• The request
All of the data must be printed exactly; please include every line.

• Dataset content

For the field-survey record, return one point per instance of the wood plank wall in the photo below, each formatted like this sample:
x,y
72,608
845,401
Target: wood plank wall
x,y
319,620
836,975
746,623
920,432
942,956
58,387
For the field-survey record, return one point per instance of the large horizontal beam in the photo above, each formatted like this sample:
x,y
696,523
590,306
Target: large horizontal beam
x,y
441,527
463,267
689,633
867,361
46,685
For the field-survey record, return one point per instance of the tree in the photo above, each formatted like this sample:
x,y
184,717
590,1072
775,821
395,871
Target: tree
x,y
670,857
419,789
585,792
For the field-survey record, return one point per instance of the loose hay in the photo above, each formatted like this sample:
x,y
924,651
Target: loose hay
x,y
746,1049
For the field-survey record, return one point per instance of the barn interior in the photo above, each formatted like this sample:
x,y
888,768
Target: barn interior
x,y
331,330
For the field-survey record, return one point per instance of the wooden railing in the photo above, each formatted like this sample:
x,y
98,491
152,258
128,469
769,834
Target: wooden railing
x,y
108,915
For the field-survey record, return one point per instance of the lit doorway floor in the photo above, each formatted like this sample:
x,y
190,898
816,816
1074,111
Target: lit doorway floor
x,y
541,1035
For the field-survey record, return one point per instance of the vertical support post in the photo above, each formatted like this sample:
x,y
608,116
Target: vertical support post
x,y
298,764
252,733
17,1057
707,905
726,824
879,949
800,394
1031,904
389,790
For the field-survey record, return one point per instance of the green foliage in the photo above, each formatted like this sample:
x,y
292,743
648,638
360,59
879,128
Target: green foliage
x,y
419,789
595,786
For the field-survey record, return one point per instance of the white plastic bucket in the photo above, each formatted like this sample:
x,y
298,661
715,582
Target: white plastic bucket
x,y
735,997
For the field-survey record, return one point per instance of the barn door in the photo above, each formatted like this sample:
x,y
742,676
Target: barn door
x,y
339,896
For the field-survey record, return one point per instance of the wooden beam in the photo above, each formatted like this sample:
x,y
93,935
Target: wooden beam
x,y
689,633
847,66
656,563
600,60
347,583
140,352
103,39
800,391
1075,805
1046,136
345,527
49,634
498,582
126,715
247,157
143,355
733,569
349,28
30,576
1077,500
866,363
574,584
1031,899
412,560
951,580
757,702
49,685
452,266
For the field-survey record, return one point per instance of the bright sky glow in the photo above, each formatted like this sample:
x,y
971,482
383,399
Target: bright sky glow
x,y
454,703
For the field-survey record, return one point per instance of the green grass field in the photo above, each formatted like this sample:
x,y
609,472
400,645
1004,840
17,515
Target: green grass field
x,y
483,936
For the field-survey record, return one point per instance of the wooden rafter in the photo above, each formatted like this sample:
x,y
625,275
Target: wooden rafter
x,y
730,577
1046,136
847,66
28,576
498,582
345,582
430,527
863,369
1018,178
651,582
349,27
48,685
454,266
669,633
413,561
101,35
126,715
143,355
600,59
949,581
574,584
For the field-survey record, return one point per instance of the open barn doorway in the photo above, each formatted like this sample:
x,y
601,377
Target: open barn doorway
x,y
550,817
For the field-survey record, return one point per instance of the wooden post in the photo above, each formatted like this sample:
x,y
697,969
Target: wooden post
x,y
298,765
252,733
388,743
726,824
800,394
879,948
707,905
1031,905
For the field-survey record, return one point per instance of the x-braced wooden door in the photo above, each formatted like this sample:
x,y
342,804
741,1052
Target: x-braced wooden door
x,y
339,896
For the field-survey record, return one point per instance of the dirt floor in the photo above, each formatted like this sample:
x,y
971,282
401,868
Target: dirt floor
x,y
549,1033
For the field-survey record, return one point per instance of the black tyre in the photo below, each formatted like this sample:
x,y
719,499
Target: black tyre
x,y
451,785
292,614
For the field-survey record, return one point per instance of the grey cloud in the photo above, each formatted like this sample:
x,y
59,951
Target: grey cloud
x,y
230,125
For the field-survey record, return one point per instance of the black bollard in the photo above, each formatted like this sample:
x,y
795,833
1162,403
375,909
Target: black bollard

• Solution
For the field-survey record, return one point per instance of the wood plank wall in the photo below, each formatted like this sample:
x,y
72,608
845,401
Target: wood plank wall
x,y
319,620
836,975
746,623
920,432
942,956
58,387
For the field-survey record, return one point per instance of the large horizontal beam in the photo above, each formatted like this sample:
x,y
696,523
590,306
Target: large horizontal beam
x,y
441,527
463,267
689,633
867,361
46,685
For the field-survey record, return one point per instance of the tree in the photo above, each formatted like this sample:
x,y
184,717
590,1072
775,821
395,871
Target: tree
x,y
670,857
419,789
585,792
For the field-survey record, return one point per instance of the loose hay in the photo above, each formatted like this sample:
x,y
924,651
Target: loose hay
x,y
746,1049
For the field-survey record, return one point per instance of the barn interior in the photo above, each formatted like this sample:
x,y
888,768
Target: barn interior
x,y
331,330
For the field-survey record, return one point per instance of the wooden railing in the photo above, each formatted like this sample:
x,y
98,491
152,258
128,469
769,834
Target: wooden railing
x,y
108,915
For the field-survey record, return one point per instance of the lit doorway floor in the photo above, each formatted like this sample:
x,y
190,898
816,816
1074,111
Target: lit doorway floor
x,y
541,1035
For the field-survey record, return one point per instance of the vertical support post in the photo above, each formatted like this sample:
x,y
608,116
Target: vertical support post
x,y
298,764
252,733
17,1057
707,905
726,824
879,949
800,394
1031,904
389,790
For the field-survey record, return one point per instance of the green foliage in the photo above, each formatted like this sample:
x,y
292,743
648,638
360,59
879,128
Target: green foliage
x,y
419,789
595,786
For the field-survey record, return one point per instance of the white plastic bucket in the photo above, each formatted like this sample:
x,y
298,661
715,582
Target: white plastic bucket
x,y
735,997
For the field-survey record, return one point per instance of the barn door in the photo above, each formatted like this sample:
x,y
742,676
Target: barn door
x,y
339,896
For the field-survey record, return one point per instance of the wooden beam in the photo above, each formatted like this sample:
x,y
93,935
Target: wooden beam
x,y
689,633
847,66
656,563
600,60
347,583
140,352
103,39
800,391
1075,805
1046,136
345,527
49,634
498,582
126,715
247,157
143,355
733,569
349,28
30,576
1077,500
866,363
574,584
1031,899
412,560
951,580
757,702
49,685
452,266
For the field-survey record, return one point per instance of the bright sky glow in the photo above, each formatted like this sample:
x,y
971,482
383,399
Target: bright sky glow
x,y
454,703
For the field-survey record, return one point per instance of the green grass field in the photo above, each formatted like this sample:
x,y
609,472
400,645
1004,840
17,515
Target: green grass field
x,y
483,936
For the field-survey record, return one point per instance of the wooden rafter in the photo above, each formatted like this sample:
x,y
625,275
Target: wooden rafter
x,y
730,577
1046,136
847,66
28,576
498,582
345,582
430,527
863,369
1018,178
651,582
349,27
48,685
454,266
669,633
413,561
101,35
126,715
143,355
600,59
949,581
574,584
For the field-survey record, return one point per instance of the open barn doorway in the photo above, each formatted like this sample:
x,y
601,377
Target: open barn doorway
x,y
550,817
For the field-survey record, return one point per instance of the wooden post in the photo above, each formatted like this sample:
x,y
697,969
Target: wooden post
x,y
298,765
252,733
388,743
726,824
800,394
879,948
707,905
1031,905
For the field-survey record, return one point per instance of the x-braced wooden door in the photo above, each formatted like this sample:
x,y
342,804
741,1052
Target: x-braced wooden door
x,y
339,896
For the field-survey record, return one point per instance of the dirt floor in the photo above, each formatted like this sample:
x,y
971,282
401,868
Target: dirt floor
x,y
549,1033
For the field-survey record, return one point per instance of the black tyre in the photo below, each formatted like this sample:
x,y
719,499
Target: black tyre
x,y
451,785
292,614
For the field-survey record, return one point per instance of the grey cloud in the photo above, each formatted like this sample:
x,y
59,951
Target: grey cloud
x,y
230,125
For the field-survey record, return one point per instance of the black bollard in the photo above, each formatted like this sample:
x,y
795,833
1162,403
375,909
Target: black bollard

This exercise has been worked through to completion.